* **Try it**
Please retype the listing below line for line, keeping every character unchanged.

* **Exercise data**
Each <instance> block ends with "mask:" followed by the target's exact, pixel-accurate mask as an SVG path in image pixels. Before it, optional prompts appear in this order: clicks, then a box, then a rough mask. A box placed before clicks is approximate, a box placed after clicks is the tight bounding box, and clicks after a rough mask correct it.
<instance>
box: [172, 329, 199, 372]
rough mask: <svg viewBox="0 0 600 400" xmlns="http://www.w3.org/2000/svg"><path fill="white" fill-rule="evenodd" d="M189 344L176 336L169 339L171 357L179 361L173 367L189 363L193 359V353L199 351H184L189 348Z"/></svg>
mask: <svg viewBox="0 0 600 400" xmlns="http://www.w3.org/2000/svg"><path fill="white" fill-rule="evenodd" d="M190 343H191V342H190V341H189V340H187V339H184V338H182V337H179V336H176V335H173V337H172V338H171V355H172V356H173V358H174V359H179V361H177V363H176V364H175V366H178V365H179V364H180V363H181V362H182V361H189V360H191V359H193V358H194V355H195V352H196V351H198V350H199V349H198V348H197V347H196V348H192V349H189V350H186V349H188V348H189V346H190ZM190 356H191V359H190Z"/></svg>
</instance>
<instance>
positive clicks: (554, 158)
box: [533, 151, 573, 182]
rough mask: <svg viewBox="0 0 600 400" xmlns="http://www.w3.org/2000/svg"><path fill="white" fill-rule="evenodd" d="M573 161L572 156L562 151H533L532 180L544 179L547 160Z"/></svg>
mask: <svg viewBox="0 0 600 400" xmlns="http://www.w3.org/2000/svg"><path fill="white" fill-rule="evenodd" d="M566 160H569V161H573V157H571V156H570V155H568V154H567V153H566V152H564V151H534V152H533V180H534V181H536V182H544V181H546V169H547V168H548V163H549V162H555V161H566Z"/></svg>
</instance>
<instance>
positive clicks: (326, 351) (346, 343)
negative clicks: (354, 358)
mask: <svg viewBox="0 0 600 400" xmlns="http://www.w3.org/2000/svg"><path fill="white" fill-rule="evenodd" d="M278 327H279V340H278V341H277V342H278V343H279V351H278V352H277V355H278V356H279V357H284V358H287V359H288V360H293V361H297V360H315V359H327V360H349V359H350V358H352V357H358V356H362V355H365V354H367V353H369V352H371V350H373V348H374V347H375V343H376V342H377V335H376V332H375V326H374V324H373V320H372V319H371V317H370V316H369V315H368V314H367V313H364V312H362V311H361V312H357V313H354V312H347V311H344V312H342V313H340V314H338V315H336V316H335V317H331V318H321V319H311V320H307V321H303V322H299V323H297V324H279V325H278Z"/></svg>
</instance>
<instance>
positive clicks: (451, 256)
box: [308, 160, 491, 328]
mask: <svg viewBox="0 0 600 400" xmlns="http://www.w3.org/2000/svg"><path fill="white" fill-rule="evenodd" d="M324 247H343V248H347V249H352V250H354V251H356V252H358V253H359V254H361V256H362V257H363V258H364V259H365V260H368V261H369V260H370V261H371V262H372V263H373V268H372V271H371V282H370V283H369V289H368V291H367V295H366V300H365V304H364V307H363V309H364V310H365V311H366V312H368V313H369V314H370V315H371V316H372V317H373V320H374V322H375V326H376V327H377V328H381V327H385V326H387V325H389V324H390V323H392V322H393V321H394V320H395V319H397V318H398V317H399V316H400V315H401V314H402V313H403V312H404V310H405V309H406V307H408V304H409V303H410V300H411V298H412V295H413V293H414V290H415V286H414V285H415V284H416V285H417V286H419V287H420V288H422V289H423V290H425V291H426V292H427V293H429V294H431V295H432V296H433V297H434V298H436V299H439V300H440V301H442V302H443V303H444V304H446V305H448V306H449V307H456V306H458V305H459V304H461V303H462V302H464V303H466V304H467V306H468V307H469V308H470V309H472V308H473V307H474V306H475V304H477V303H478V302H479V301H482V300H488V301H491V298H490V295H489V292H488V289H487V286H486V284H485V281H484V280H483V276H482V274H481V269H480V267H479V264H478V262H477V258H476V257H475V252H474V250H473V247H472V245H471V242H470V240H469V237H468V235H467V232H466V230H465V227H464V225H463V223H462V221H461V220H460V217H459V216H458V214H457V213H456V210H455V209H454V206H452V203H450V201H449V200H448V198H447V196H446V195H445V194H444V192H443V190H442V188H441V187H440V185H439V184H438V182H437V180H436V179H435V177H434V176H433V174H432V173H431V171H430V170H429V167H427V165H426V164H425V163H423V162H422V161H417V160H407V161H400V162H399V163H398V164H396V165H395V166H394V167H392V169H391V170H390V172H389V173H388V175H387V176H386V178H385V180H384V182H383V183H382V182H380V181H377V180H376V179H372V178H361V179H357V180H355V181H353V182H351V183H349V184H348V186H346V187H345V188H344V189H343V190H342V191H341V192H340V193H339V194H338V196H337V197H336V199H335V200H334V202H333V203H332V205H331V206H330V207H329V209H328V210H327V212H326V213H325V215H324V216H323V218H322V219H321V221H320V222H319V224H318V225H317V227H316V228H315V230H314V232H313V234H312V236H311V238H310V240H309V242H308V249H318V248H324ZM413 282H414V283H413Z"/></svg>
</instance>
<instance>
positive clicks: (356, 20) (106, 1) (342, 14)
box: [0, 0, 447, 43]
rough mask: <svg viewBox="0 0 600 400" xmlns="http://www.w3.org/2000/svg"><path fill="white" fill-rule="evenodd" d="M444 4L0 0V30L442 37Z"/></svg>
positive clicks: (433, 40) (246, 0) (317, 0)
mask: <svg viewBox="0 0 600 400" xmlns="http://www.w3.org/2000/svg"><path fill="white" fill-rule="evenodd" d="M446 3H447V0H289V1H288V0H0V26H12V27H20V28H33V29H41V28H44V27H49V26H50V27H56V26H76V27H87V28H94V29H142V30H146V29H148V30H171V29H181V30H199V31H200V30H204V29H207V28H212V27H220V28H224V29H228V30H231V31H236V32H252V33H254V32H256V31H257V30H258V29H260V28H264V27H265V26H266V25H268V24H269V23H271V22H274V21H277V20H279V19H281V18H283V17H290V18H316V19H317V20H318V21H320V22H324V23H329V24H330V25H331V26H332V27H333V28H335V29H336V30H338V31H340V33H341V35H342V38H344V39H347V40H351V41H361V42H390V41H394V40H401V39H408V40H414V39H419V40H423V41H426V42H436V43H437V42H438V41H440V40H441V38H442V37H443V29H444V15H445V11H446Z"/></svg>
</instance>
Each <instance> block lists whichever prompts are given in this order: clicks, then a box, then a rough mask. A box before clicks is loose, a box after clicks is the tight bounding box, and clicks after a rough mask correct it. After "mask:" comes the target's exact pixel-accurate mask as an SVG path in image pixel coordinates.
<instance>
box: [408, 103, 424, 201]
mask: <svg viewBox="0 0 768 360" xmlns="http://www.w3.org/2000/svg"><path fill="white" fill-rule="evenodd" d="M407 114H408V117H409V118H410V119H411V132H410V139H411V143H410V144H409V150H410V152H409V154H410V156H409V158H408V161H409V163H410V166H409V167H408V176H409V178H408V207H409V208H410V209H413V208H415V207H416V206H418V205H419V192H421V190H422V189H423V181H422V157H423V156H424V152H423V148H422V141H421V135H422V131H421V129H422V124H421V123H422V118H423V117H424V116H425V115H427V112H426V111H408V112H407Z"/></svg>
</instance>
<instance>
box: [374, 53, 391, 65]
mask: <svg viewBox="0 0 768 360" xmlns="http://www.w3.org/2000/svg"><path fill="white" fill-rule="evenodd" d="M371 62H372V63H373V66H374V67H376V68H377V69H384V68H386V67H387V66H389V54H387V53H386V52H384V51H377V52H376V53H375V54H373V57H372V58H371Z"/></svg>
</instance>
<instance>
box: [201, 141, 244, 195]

* **Your solution**
Each <instance> block ends with "mask:" followed by the target's exact, pixel-accurate mask as an SVG path in image pixels. Before it, optional prompts appear in this order: clicks, then a box, then a rough mask. A box placed before clicks is approximate, a box placed after clicks is the tight bounding box, and clicks after a rough mask correct it.
<instance>
box: [172, 329, 199, 372]
rough mask: <svg viewBox="0 0 600 400" xmlns="http://www.w3.org/2000/svg"><path fill="white" fill-rule="evenodd" d="M189 344L176 336L169 339L171 357L179 361L173 367L189 363L193 359V353L199 351H184L189 348Z"/></svg>
mask: <svg viewBox="0 0 600 400" xmlns="http://www.w3.org/2000/svg"><path fill="white" fill-rule="evenodd" d="M190 343H191V342H190V341H189V340H187V339H184V338H182V337H179V336H176V335H173V337H172V338H171V355H172V356H173V358H174V359H179V361H177V363H176V364H175V366H178V365H179V364H180V363H181V362H182V361H189V360H191V359H193V358H194V355H195V352H196V351H198V350H199V349H198V348H197V347H196V348H192V349H189V350H186V349H188V348H189V346H190ZM190 356H191V359H190Z"/></svg>
</instance>
<instance>
positive clicks: (554, 158)
box: [533, 151, 573, 182]
rough mask: <svg viewBox="0 0 600 400" xmlns="http://www.w3.org/2000/svg"><path fill="white" fill-rule="evenodd" d="M573 161L572 156L562 151H533L532 180L544 179L547 160Z"/></svg>
mask: <svg viewBox="0 0 600 400" xmlns="http://www.w3.org/2000/svg"><path fill="white" fill-rule="evenodd" d="M566 160H569V161H573V157H571V156H570V155H568V154H567V153H566V152H564V151H534V152H533V180H534V181H536V182H544V181H546V169H547V168H548V163H549V162H555V161H566Z"/></svg>
</instance>
<instance>
positive clicks: (326, 351) (346, 343)
negative clicks: (354, 358)
mask: <svg viewBox="0 0 600 400" xmlns="http://www.w3.org/2000/svg"><path fill="white" fill-rule="evenodd" d="M278 327H279V340H278V341H277V342H278V343H279V351H278V352H277V355H278V356H279V357H284V358H287V359H288V360H293V361H297V360H315V359H327V360H349V359H350V358H352V357H358V356H362V355H365V354H367V353H369V352H371V350H373V348H374V347H375V343H376V342H377V335H376V332H375V326H374V324H373V320H372V319H371V317H370V316H369V315H368V314H367V313H364V312H362V311H361V312H357V313H354V312H347V311H344V312H342V313H340V314H338V315H336V316H335V317H331V318H321V319H311V320H307V321H303V322H299V323H297V324H279V325H278Z"/></svg>
</instance>
<instance>
positive clicks: (451, 256)
box: [308, 160, 491, 328]
mask: <svg viewBox="0 0 600 400" xmlns="http://www.w3.org/2000/svg"><path fill="white" fill-rule="evenodd" d="M324 247H343V248H347V249H352V250H354V251H356V252H358V253H359V254H361V256H362V257H363V258H364V259H365V260H368V261H369V260H370V261H371V262H372V263H373V268H372V271H371V282H370V283H369V289H368V291H367V295H366V300H365V304H364V307H363V309H364V310H365V311H366V312H368V313H369V314H370V315H371V316H372V317H373V320H374V322H375V326H376V327H377V328H381V327H385V326H387V325H389V324H390V323H392V322H393V321H394V320H395V319H397V318H398V317H399V316H400V315H401V314H402V313H403V312H404V310H405V309H406V307H408V304H409V303H410V300H411V298H412V295H413V293H414V290H415V286H414V285H415V284H416V285H417V286H419V287H420V288H422V289H423V290H425V291H426V292H427V293H429V294H431V295H432V296H433V297H434V298H436V299H439V300H440V301H442V302H443V303H444V304H446V305H448V306H449V307H456V306H458V305H459V304H461V303H462V302H464V303H466V304H467V306H468V307H469V308H470V309H472V308H473V307H474V306H475V304H477V303H478V302H479V301H482V300H488V301H491V298H490V295H489V292H488V289H487V286H486V284H485V281H484V280H483V276H482V274H481V269H480V267H479V264H478V262H477V258H476V257H475V252H474V250H473V247H472V245H471V242H470V240H469V237H468V235H467V232H466V230H465V227H464V225H463V223H462V221H461V220H460V217H459V216H458V214H457V213H456V210H455V209H454V206H452V203H450V201H449V200H448V198H447V196H446V195H445V194H444V192H443V190H442V188H441V187H440V185H439V184H438V182H437V180H436V179H435V177H434V176H433V174H432V173H431V171H430V170H429V167H427V165H426V164H425V163H423V162H422V161H417V160H407V161H400V162H399V163H398V164H396V165H395V166H394V167H392V169H391V170H390V172H389V173H388V175H387V176H386V178H385V180H384V182H383V183H382V182H380V181H377V180H376V179H372V178H361V179H357V180H355V181H353V182H351V183H349V184H348V186H346V187H345V188H344V189H343V190H342V191H341V192H340V193H339V194H338V196H337V197H336V199H335V200H334V202H333V203H332V205H331V206H330V207H329V209H328V210H327V212H326V213H325V215H324V216H323V218H322V219H321V221H320V222H319V224H318V225H317V227H316V228H315V230H314V232H313V234H312V236H311V238H310V240H309V242H308V249H318V248H324ZM413 282H414V283H413Z"/></svg>
</instance>
<instance>
positive clicks: (356, 20) (106, 1) (342, 14)
box: [0, 0, 447, 43]
rough mask: <svg viewBox="0 0 600 400" xmlns="http://www.w3.org/2000/svg"><path fill="white" fill-rule="evenodd" d="M444 4L0 0V30L442 37Z"/></svg>
positive clicks: (433, 40) (246, 0) (317, 0)
mask: <svg viewBox="0 0 600 400" xmlns="http://www.w3.org/2000/svg"><path fill="white" fill-rule="evenodd" d="M446 3H447V0H289V1H288V0H0V26H12V27H20V28H33V29H41V28H44V27H49V26H50V27H56V26H76V27H87V28H94V29H142V30H146V29H148V30H171V29H181V30H199V31H200V30H204V29H207V28H212V27H220V28H224V29H228V30H231V31H236V32H252V33H254V32H256V31H257V30H258V29H260V28H264V27H265V26H266V25H268V24H269V23H271V22H274V21H277V20H279V19H281V18H283V17H290V18H316V19H317V20H318V21H320V22H324V23H329V24H330V25H331V26H332V27H333V28H335V29H336V30H338V31H340V33H341V35H342V38H344V39H347V40H351V41H361V42H390V41H394V40H401V39H408V40H414V39H419V40H423V41H426V42H436V43H437V42H438V41H440V40H441V38H442V37H443V29H444V15H445V11H446Z"/></svg>
</instance>
Each <instance> block lists whichever prompts are given in this order: clicks, then a box, then a rough mask. A box before clicks is loose, a box after clicks is the tight bounding box, and clicks after a rough mask correct it. After "mask:" comes the target's exact pixel-accurate mask as an SVG path in image pixel coordinates.
<instance>
box: [408, 103, 424, 201]
mask: <svg viewBox="0 0 768 360" xmlns="http://www.w3.org/2000/svg"><path fill="white" fill-rule="evenodd" d="M407 114H408V117H409V118H410V119H411V132H410V139H411V143H410V144H409V150H410V152H409V154H410V156H409V158H408V161H409V163H410V166H409V167H408V176H409V178H408V207H409V208H410V209H413V208H415V207H416V206H418V205H419V192H421V190H422V189H423V181H422V157H423V156H424V152H423V148H422V141H421V135H422V131H421V129H422V124H421V123H422V118H423V117H424V116H425V115H427V112H426V111H408V112H407Z"/></svg>
</instance>
<instance>
box: [374, 53, 391, 65]
mask: <svg viewBox="0 0 768 360" xmlns="http://www.w3.org/2000/svg"><path fill="white" fill-rule="evenodd" d="M371 62H372V63H373V66H374V67H376V68H377V69H384V68H386V67H387V66H389V54H387V53H386V52H384V51H377V52H376V53H375V54H373V57H372V58H371Z"/></svg>
</instance>
<instance>
box: [201, 141, 244, 195]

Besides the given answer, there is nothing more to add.